# 選んだ抜粋
################
いつも楽しく拝見させていただいておりますとともに、
博物館に足しげくかよっておられることを
尊敬しております。

すこし展示の仕事をすることになり、
もしよろしければ教えてほしいのですが、
展示のわかりやすさって
説明でしょうか、それとも展示物の配置とかでしょうか。
いろいろとめぐっておられて
かんじているところを
教えていただけるとありがたいです。
突然のおねがいで恐縮ですが
Re: いつも楽しく拝見させていただいております
>雨男博士さん
コメント頂きましてありがとうございます。
お褒めの言葉をいただき恐縮です。

ご質問頂きました展示のわかりやすさについて、解説やお仕着せの説明など要らないという人もいると思いますが、
私の考えということで思いつくいくつかの要素を挙げようと思います。

まず、一番わかりやすいのは、作品の見た目の綺麗さ・直感的な面白さだと考えます。
これはイルミネーションや自然を撮った写真、超リアルな絵画など、
「綺麗」という言葉で括れたり、その技術が見て取れるもので、どんな素人でも分かるものだと思います。
そういう作品を集めた展示は特に何も説明もなくランダムに並べても誰でも楽しめると思います。

しかし、芸術となると綺麗なものを綺麗に表現するというのは浅いので、様々な趣向が凝らされます。
すると、素人目には何故この作品が良いのかだんだん分かりづらくなり、直感だけでは理解できなくなります。
美術の流れを知っている人ならばモネやピカソの何が凄いのかわかりますが、
それを知らなければ子供の絵のように見えるかもしれません。
博物館で言えば、古い品を見ただけでそれが当時どのような存在で、どれだけの価値があるのか
判別できるのはごく少数の人だと思います。
################
# 作業の指示
[1] 展示のわかりやすさについての文章のうち、「お褒めの言葉をいただき恐縮です。」から「のは浅いので、様々な趣向が凝らされます。」までを、両端も含めて一字も変えずに書き写してください。
[2] 展示のわかりやすさについての文章を、最後の文の後から続けて書いてください。

# 元データの抜粋
################
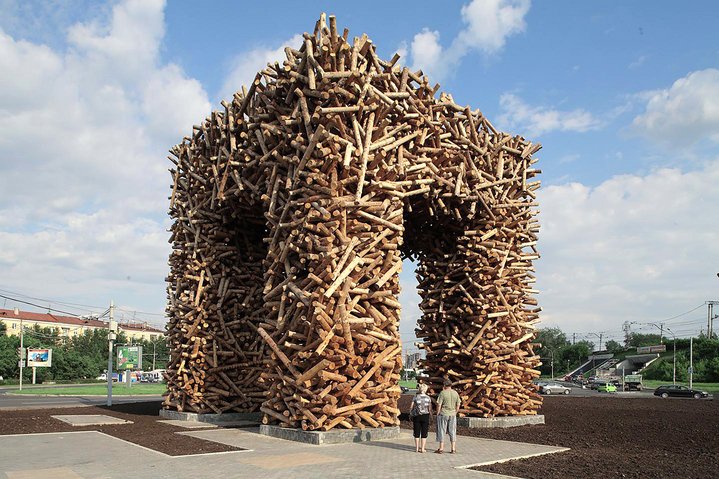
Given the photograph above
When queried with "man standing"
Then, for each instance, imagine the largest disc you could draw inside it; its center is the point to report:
(447, 407)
################
# 課題ごとの回答
[1]
お褒めの言葉をいただき恐縮です。

ご質問頂きました展示のわかりやすさについて、解説やお仕着せの説明など要らないという人もいると思いますが、
私の考えということで思いつくいくつかの要素を挙げようと思います。

まず、一番わかりやすいのは、作品の見た目の綺麗さ・直感的な面白さだと考えます。
これはイルミネーションや自然を撮った写真、超リアルな絵画など、
「綺麗」という言葉で括れたり、その技術が見て取れるもので、どんな素人でも分かるものだと思います。
そういう作品を集めた展示は特に何も説明もなくランダムに並べても誰でも楽しめると思います。

しかし、芸術となると綺麗なものを綺麗に表現するというのは浅いので、様々な趣向が凝らされます。

[2]
その為、展覧会ではテーマを持って、その展示品が作られるまでの流れや作者の考え、当時の世相などを混ぜつつ構成されていると、
各作品についての理解も深まり分かったような気分になれると思います。
絵画展で言えば、その画家に影響を与えた画家の作品や、生い立ちや年代を追っての変遷、後世への影響などがある展示です。
(これはよくある展示方法なので、紋切り型とも捉えられるジレンマもありますが…)

逆に今開催されているメトロポリタン美術館展などは作品の時代や地域もバラバラすぎて、
各作品の良さを説明しても、テーマが曖昧で展覧会全体を通すと難しく感じるかもしれません。

テーマに沿って的確な情報を提供するという点においてはプレゼンと通じるものがあるような気がします。
何も知らなかった人が、その展示を見ただけで詳しくなれた気がする納得感。これが分かりやすさではないかと思います。
…ただ、分かりやすくても素人に迎合するだけの展示は微妙なので、テーマ選びが難しそうです。。。

ということで稚拙な意見でお恥ずかしいですが、ご参考にして頂ければと思います、
お答えいただいてありがとうございました
丁寧なお答えありがとうございます。
展示を通して主題を伝えてゆくことが
わかりやすさにつながるということを改めて感じました.
参考になります。
いまちょうど展示のコンセプトを練っておるところでしたので、
ためになりました。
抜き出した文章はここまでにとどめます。